# EXERCISE GOAL:
Give back the entries below verbatim.

# SOURCE MATERIAL:

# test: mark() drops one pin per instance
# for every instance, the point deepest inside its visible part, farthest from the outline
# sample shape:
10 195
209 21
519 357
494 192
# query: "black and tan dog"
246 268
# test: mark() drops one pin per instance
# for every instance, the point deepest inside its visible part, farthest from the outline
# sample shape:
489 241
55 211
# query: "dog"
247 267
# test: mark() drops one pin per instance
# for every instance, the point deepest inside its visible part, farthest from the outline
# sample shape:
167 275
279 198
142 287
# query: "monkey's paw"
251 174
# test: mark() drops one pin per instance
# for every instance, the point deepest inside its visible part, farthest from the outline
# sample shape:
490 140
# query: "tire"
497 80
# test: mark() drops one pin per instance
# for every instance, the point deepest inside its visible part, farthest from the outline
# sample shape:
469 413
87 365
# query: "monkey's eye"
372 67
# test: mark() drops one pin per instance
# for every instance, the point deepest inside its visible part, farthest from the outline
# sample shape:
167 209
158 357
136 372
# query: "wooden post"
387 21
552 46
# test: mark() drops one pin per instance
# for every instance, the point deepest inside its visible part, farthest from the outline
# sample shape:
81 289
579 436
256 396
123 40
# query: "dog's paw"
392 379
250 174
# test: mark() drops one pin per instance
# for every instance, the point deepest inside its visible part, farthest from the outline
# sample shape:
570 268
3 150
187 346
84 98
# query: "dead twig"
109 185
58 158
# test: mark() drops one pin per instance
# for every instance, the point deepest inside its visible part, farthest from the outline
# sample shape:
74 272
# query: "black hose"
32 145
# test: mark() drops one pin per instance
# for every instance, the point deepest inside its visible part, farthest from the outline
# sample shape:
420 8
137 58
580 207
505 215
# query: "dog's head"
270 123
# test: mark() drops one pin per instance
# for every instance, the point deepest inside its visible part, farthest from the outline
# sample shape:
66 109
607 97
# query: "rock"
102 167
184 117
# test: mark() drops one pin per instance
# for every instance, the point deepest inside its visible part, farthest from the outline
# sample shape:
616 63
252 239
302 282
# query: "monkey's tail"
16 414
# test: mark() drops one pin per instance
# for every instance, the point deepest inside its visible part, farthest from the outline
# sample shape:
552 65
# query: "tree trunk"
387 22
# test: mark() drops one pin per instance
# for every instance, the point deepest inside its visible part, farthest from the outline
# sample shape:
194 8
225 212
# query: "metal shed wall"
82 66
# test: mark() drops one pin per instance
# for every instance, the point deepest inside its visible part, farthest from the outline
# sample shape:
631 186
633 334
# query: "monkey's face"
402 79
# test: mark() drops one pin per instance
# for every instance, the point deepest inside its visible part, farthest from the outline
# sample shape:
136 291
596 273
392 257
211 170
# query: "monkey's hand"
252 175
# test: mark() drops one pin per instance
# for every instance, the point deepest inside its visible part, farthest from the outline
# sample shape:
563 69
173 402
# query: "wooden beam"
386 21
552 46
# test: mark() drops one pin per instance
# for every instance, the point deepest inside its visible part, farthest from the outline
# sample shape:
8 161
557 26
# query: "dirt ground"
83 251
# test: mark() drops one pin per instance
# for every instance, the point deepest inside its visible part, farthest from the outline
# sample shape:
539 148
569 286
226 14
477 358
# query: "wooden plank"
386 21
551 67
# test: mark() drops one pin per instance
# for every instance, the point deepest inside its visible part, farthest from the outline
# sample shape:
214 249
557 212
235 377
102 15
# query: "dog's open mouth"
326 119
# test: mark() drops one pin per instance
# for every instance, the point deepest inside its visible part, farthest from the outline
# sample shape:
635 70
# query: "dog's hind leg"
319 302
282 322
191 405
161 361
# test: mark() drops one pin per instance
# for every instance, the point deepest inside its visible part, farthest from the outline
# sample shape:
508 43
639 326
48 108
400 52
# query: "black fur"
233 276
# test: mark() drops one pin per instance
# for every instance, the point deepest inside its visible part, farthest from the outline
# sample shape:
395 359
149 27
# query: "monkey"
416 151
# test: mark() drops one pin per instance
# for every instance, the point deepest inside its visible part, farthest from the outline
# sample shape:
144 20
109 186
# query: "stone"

# ANSWER TO THIS TASK:
# test: mark() drops one pin per instance
# for every instance, the point deepest inside its visible part, farthest from the outline
# sample shape:
10 195
209 21
519 357
494 192
# query: "black and tan dog"
246 268
# test: mark() drops one pin per instance
# for every instance, the point deepest inside its visible part, farthest from the outline
# sample shape:
489 241
55 211
# query: "dog"
247 267
# test: mark() drops one pin per instance
# for every instance, the point deepest inside its visible part, farthest from the outline
# sample shape:
167 275
279 198
142 287
# query: "monkey's paw"
251 174
# test: mark() drops one pin per instance
# for every instance, the point deepest inside its visible part, farthest from the outline
# sample shape:
490 140
# query: "tire"
497 80
# test: mark() drops one pin per instance
# for every instance, the point deepest inside its visible part, farthest from the outline
# sample shape:
469 413
87 365
# query: "monkey's eye"
372 67
# test: mark() drops one pin per instance
# for every instance, the point deepest inside its visible part, farthest from the outline
# sample shape:
167 209
158 357
136 372
# query: "wooden post"
387 21
552 46
# test: mark() drops one pin per instance
# for every instance, the point deepest inside its visible part, farthest from the outline
# sample shape:
81 289
579 436
256 396
123 40
# query: "dog's paw"
392 379
250 174
# test: mark() drops one pin per instance
# for every instance, the point deepest inside its visible part, farthest from the outline
# sample shape:
570 268
3 150
187 346
84 98
# query: "dead twig"
109 185
58 158
# test: mark() drops one pin per instance
# for every instance, the point deepest inside its visible part, farthest from the outline
# sample shape:
74 272
# query: "black hose"
32 145
# test: mark() drops one pin per instance
# for every instance, the point deepest inside its visible part, farthest from the outline
# sample shape:
420 8
137 58
580 207
505 215
# query: "dog's head"
270 123
# test: mark() drops one pin per instance
# for every instance, the point deepest inside its visible part, farthest from the outline
# sample shape:
66 109
607 97
# query: "rock"
102 167
184 117
# test: mark() drops one pin per instance
# for every instance, the point deepest inside its visible part, farthest from the outline
# sample shape:
616 63
252 239
302 282
# query: "monkey's tail"
16 414
# test: mark() drops one pin per instance
# for every instance, the point deepest inside its visible part, farthest from the outline
# sample shape:
552 65
# query: "tree trunk"
387 22
# test: mark() drops one pin per instance
# for every instance, the point deepest inside its visible part, farthest from the outline
# sample shape:
194 8
225 212
# query: "metal shed wall"
82 66
# test: mark() drops one pin per instance
# for every instance, the point deepest inside its visible part, farthest from the outline
# sample shape:
631 186
633 334
# query: "monkey's face"
402 79
# test: mark() drops one pin per instance
# for every instance, the point deepest inside its visible part, farthest from the outline
# sample shape:
136 291
596 273
392 257
211 170
# query: "monkey's hand"
252 175
# test: mark() drops one pin per instance
# for every instance, the point deepest inside its visible part, farthest from the outline
# sample shape:
563 69
173 402
# query: "wooden beam"
386 21
552 46
# test: mark() drops one pin per instance
# for every instance, the point deepest inside its visible part, farthest from the outline
# sample shape:
8 161
557 26
# query: "dirt ground"
83 251
# test: mark() drops one pin per instance
# for every instance, the point deepest inside its visible part, farthest from the outline
# sample shape:
539 148
569 286
226 14
477 358
# query: "wooden plank"
386 21
551 67
# test: mark() drops one pin per instance
# for every instance, the point deepest inside its visible part, farthest from the outline
# sample shape:
214 249
557 212
235 377
102 15
# query: "dog's open mouth"
326 119
# test: mark() drops one pin per instance
# for every instance, the point deepest inside its visible part, farthest from the outline
# sample shape:
635 70
# query: "dog's hind leg"
319 302
282 322
191 405
161 361
# test: mark() drops one pin per instance
# for every instance, the point deepest inside its visible part, farthest from the outline
# sample shape:
508 43
639 326
48 108
400 52
# query: "black fur"
233 276
# test: mark() drops one pin per instance
# for every instance, the point deepest inside its visible part, farthest from the outline
# sample shape:
395 359
149 27
# query: "monkey"
416 151
# test: mark() drops one pin per instance
# for every instance, the point deepest inside its visible part, farthest from the outline
# sample shape:
144 20
109 186
# query: "stone"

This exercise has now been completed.